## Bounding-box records
-- START --

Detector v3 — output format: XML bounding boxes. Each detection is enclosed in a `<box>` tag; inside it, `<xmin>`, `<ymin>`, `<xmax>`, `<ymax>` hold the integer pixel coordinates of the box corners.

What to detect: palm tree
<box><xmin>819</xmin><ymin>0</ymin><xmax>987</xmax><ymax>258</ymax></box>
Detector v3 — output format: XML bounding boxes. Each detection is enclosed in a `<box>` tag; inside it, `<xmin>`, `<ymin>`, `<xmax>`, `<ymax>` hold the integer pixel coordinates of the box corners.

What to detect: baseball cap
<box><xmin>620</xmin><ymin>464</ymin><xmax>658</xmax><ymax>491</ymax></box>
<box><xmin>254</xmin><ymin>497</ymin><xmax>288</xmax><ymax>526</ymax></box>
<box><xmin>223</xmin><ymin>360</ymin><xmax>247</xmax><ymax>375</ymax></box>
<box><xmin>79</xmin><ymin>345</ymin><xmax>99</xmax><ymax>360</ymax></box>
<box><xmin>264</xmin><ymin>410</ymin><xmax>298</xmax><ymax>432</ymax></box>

-- END --

## Short exercise
Render the material from its first line through the line containing "What to detect: palm tree" as a Markdown table with the columns Row and Line. Number each row and leave out blank lines.

## Output for this exercise
| Row | Line |
|---|---|
| 1 | Detector v3 — output format: XML bounding boxes. Each detection is enclosed in a `<box>` tag; inside it, `<xmin>`, `<ymin>`, `<xmax>`, `<ymax>` hold the integer pixel coordinates of the box corners. |
| 2 | What to detect: palm tree |